[Natural-language object grounding data]
■ ■ ■
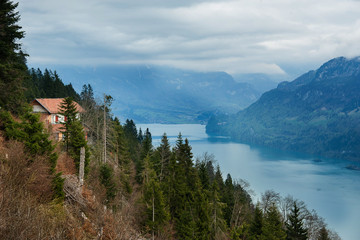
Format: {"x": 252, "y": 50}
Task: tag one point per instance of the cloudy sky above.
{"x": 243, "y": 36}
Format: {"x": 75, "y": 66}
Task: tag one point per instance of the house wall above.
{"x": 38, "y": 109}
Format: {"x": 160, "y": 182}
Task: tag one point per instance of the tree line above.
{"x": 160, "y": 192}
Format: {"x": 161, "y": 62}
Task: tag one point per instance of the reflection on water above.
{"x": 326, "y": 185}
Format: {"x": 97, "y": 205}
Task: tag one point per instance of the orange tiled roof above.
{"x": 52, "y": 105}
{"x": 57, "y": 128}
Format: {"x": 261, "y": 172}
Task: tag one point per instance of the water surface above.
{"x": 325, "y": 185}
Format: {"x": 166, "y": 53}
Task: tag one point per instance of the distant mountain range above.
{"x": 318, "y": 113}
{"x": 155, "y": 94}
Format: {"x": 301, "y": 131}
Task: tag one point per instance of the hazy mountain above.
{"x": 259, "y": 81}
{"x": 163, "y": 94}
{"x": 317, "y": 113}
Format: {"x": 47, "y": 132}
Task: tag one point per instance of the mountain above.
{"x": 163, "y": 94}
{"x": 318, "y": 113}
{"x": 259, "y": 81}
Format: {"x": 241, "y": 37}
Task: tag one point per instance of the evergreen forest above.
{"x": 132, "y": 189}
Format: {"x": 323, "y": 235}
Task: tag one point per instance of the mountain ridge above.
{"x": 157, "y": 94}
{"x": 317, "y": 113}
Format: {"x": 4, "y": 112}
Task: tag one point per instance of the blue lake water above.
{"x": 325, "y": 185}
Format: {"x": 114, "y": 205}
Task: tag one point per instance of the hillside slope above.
■ ■ ■
Could the entries be output exactly as written, but without their images?

- RESPONSE BELOW
Format: {"x": 252, "y": 50}
Task: tag one point per instance of the cloudy sky above.
{"x": 243, "y": 36}
Format: {"x": 75, "y": 66}
Task: tag one point per instance of the house wall above.
{"x": 38, "y": 109}
Format: {"x": 160, "y": 182}
Task: tag one point per instance of the tree line above.
{"x": 160, "y": 192}
Format: {"x": 161, "y": 62}
Task: tag one point per instance of the reflection on water above.
{"x": 326, "y": 185}
Format: {"x": 97, "y": 205}
Task: tag one point per instance of the orange tiled roof above.
{"x": 52, "y": 105}
{"x": 57, "y": 128}
Format: {"x": 261, "y": 172}
Task: tag one point per instance of the water surface above.
{"x": 325, "y": 185}
Format: {"x": 166, "y": 53}
Task: tag one point per instance of the distant mountain range above.
{"x": 318, "y": 113}
{"x": 155, "y": 94}
Format: {"x": 301, "y": 131}
Task: tag one point per instance of the hazy mountain above.
{"x": 259, "y": 81}
{"x": 163, "y": 94}
{"x": 317, "y": 113}
Format: {"x": 47, "y": 132}
Task: tag one point per instance of the mountain above.
{"x": 163, "y": 94}
{"x": 318, "y": 113}
{"x": 259, "y": 81}
Format: {"x": 241, "y": 37}
Task: tag one point per instance of the evergreen forest above.
{"x": 132, "y": 189}
Format: {"x": 323, "y": 235}
Task: tag one point per instance of the mountain ridge above.
{"x": 157, "y": 94}
{"x": 317, "y": 113}
Format: {"x": 4, "y": 112}
Task: tag one point per instance of the blue lake water above.
{"x": 325, "y": 185}
Format: {"x": 114, "y": 205}
Task: tag one point per instance of the hillside slope above.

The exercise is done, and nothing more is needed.